• **Description of the task**:
Each line of the entries that mentions the string "ceiling" needs to be reported.

Dataset records:
-------
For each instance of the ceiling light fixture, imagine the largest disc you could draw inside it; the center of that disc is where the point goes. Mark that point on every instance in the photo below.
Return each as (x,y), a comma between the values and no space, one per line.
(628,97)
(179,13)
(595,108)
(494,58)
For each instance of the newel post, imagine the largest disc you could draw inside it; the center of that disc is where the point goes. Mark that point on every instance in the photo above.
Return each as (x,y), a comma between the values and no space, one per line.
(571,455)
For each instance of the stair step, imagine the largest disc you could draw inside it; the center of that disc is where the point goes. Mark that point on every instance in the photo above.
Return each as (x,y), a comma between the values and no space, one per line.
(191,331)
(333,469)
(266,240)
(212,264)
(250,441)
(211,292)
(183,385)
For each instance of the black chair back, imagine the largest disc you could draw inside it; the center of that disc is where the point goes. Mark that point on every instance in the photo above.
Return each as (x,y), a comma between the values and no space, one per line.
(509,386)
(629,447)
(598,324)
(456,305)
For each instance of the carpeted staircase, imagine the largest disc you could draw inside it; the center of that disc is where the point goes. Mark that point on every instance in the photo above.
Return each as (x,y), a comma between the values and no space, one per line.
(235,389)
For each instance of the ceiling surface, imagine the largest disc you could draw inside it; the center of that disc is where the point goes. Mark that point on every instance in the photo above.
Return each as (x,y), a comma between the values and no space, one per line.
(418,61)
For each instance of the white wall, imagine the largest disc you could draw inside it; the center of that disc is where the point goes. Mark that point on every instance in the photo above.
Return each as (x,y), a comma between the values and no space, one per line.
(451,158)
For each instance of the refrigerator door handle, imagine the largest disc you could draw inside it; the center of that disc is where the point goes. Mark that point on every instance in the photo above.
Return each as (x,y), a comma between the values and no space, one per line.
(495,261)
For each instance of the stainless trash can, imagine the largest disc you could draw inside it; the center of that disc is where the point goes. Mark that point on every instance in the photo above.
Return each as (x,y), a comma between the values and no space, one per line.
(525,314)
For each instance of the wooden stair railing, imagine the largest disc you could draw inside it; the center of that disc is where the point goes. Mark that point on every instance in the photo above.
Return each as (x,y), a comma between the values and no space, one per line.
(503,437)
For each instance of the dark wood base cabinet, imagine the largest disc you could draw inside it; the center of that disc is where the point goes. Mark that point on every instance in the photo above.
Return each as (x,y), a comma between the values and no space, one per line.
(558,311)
-------
• **Answer section**:
For each instance of the ceiling light fixture, imagine the largest disc you could draw inside it; the center of that disc is where the point goes. Mark that point on every instance in the photo below.
For each instance of the ceiling surface, imagine the largest disc you could draw inside it; the center of that disc is where the point goes. Mark that point on every instance in the photo above.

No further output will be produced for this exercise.